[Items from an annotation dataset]
** start **
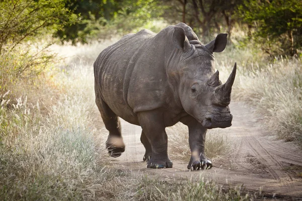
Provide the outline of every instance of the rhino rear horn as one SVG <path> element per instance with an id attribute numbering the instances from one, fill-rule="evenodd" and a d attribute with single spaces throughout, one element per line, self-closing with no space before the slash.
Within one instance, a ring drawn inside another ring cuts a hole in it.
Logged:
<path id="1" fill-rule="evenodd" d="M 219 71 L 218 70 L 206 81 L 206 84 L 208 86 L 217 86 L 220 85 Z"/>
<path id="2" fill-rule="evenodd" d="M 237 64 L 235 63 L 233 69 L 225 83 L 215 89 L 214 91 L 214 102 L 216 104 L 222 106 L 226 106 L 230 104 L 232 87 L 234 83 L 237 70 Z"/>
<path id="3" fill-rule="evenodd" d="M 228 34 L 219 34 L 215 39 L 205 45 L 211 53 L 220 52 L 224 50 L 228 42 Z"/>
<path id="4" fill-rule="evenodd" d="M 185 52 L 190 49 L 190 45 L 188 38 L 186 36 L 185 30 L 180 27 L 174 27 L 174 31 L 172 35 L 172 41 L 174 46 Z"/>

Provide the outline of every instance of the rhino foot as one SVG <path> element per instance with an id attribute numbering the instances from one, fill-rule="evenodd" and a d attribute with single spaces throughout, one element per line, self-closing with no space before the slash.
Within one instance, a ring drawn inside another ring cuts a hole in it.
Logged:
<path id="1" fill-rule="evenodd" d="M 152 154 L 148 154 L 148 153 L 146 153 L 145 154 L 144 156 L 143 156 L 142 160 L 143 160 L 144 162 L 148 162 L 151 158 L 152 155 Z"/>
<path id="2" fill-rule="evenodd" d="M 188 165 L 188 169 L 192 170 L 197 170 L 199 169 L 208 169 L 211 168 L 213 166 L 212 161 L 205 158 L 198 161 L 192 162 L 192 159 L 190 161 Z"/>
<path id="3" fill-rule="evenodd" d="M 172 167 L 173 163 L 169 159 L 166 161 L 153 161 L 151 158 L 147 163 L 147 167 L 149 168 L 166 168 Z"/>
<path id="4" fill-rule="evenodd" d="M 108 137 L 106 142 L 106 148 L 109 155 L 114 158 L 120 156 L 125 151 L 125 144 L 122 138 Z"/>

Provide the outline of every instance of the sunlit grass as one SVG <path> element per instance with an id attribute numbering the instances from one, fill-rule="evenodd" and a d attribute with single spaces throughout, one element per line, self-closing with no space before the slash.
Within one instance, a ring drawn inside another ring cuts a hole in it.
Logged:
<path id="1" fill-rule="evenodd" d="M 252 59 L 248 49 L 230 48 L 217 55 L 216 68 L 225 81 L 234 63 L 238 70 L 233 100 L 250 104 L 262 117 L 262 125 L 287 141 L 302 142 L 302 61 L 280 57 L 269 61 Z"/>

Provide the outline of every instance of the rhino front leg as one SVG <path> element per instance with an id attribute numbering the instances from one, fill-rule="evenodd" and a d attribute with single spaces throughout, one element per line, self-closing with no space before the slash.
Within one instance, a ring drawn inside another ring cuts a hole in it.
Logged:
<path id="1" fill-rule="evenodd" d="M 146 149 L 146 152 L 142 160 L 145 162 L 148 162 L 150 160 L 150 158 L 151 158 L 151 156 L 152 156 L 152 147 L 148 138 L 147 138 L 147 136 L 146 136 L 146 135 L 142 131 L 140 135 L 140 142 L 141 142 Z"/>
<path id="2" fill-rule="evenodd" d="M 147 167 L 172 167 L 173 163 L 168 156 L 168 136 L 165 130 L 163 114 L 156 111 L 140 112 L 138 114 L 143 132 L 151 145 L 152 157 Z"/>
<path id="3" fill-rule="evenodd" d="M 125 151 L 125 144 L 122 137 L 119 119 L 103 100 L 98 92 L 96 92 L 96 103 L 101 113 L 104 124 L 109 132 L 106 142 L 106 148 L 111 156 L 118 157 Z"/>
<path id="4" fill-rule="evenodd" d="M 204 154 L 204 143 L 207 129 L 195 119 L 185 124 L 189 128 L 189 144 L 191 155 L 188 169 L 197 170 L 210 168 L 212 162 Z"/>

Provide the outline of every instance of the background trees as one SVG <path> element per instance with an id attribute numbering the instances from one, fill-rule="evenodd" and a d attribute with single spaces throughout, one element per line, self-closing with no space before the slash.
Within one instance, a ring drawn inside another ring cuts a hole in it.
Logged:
** end **
Reproduce every line of the items above character for character, leaving out the pictures.

[OUTPUT OF THE EXERCISE]
Provide the outline of every instance of the rhino rear horn as one SVG <path> element per instance with an id attribute numbering the instances from one, fill-rule="evenodd" and a d attribute with single spaces throughout, one element per line, self-closing with no space before the slash.
Within one instance, a ring drawn inside another ring cuts a hole in it.
Logged:
<path id="1" fill-rule="evenodd" d="M 219 71 L 218 70 L 206 81 L 206 84 L 208 86 L 217 86 L 220 85 Z"/>
<path id="2" fill-rule="evenodd" d="M 237 64 L 235 63 L 233 69 L 225 83 L 215 89 L 214 91 L 214 102 L 216 104 L 222 106 L 226 106 L 230 104 L 232 87 L 234 83 L 237 70 Z"/>
<path id="3" fill-rule="evenodd" d="M 228 34 L 219 34 L 215 39 L 205 45 L 211 53 L 220 52 L 224 50 L 228 42 Z"/>
<path id="4" fill-rule="evenodd" d="M 185 52 L 190 49 L 190 45 L 188 38 L 186 36 L 185 30 L 180 27 L 174 27 L 174 31 L 172 35 L 172 41 L 174 46 Z"/>

Provide the outline of every instance of the rhino foot as one SVG <path> element per instance with an id attribute numbering the instances from one, fill-rule="evenodd" and a d attribute with single spaces throughout, one element per line, self-closing with no space before the slash.
Within one instance, a ring drawn inside another ring cuts a hole in it.
Logged:
<path id="1" fill-rule="evenodd" d="M 152 154 L 148 154 L 148 153 L 146 153 L 145 154 L 144 156 L 143 156 L 142 160 L 143 160 L 144 162 L 148 162 L 151 158 L 152 155 Z"/>
<path id="2" fill-rule="evenodd" d="M 188 165 L 188 169 L 192 170 L 197 170 L 199 169 L 208 169 L 211 168 L 213 166 L 212 161 L 205 158 L 198 161 L 192 162 L 192 159 L 190 161 Z"/>
<path id="3" fill-rule="evenodd" d="M 172 167 L 173 163 L 169 159 L 166 161 L 153 161 L 151 158 L 147 163 L 147 167 L 149 168 L 166 168 Z"/>
<path id="4" fill-rule="evenodd" d="M 108 137 L 106 142 L 106 148 L 109 155 L 114 158 L 120 156 L 125 151 L 125 144 L 122 138 Z"/>

Provide the outline of every instance of the sunlit grass as one SVG <path> element per instance with an id attribute numbering the instances from one, fill-rule="evenodd" and a d attribute with single spaces throughout, one element per line, self-closing with no space before the slash.
Within one instance, a ring drawn inside another ring cuts a hole in it.
Logged:
<path id="1" fill-rule="evenodd" d="M 252 59 L 248 49 L 230 48 L 217 55 L 216 68 L 225 81 L 234 63 L 238 70 L 233 100 L 250 104 L 262 117 L 262 125 L 287 141 L 302 142 L 302 61 L 280 57 L 269 61 Z"/>

Provide the outline of every instance of the rhino front leg as one SVG <path> element per instance with an id attribute numbering the instances from one, fill-rule="evenodd" and a d attribute with single spaces throughout, one element per line, self-closing with no space before the slash.
Within one instance, a ring drawn inside another ring cuts a hole in it.
Logged:
<path id="1" fill-rule="evenodd" d="M 146 149 L 146 152 L 142 160 L 145 162 L 148 162 L 150 160 L 150 158 L 151 158 L 151 156 L 152 156 L 152 147 L 148 138 L 147 138 L 147 136 L 146 136 L 146 135 L 142 131 L 140 135 L 140 142 L 141 142 Z"/>
<path id="2" fill-rule="evenodd" d="M 147 167 L 172 167 L 173 163 L 168 156 L 168 136 L 165 130 L 163 114 L 156 111 L 140 112 L 138 114 L 143 132 L 151 145 L 152 157 Z"/>
<path id="3" fill-rule="evenodd" d="M 125 151 L 125 144 L 122 137 L 119 119 L 103 100 L 98 92 L 96 92 L 96 103 L 101 113 L 104 124 L 109 132 L 106 142 L 106 148 L 111 156 L 118 157 Z"/>
<path id="4" fill-rule="evenodd" d="M 204 154 L 204 143 L 207 129 L 195 119 L 185 124 L 189 128 L 189 144 L 191 155 L 188 169 L 197 170 L 210 168 L 212 162 Z"/>

Provide the outline of every instance of the background trees as one SVG <path> element per instance with an id attribute numbering the instances from one, fill-rule="evenodd" and a d attribute with single spaces throughout, one element per line, self-closing with no space before the slash.
Within one instance, a ring drawn inside another ring cuts a hole in it.
Logged:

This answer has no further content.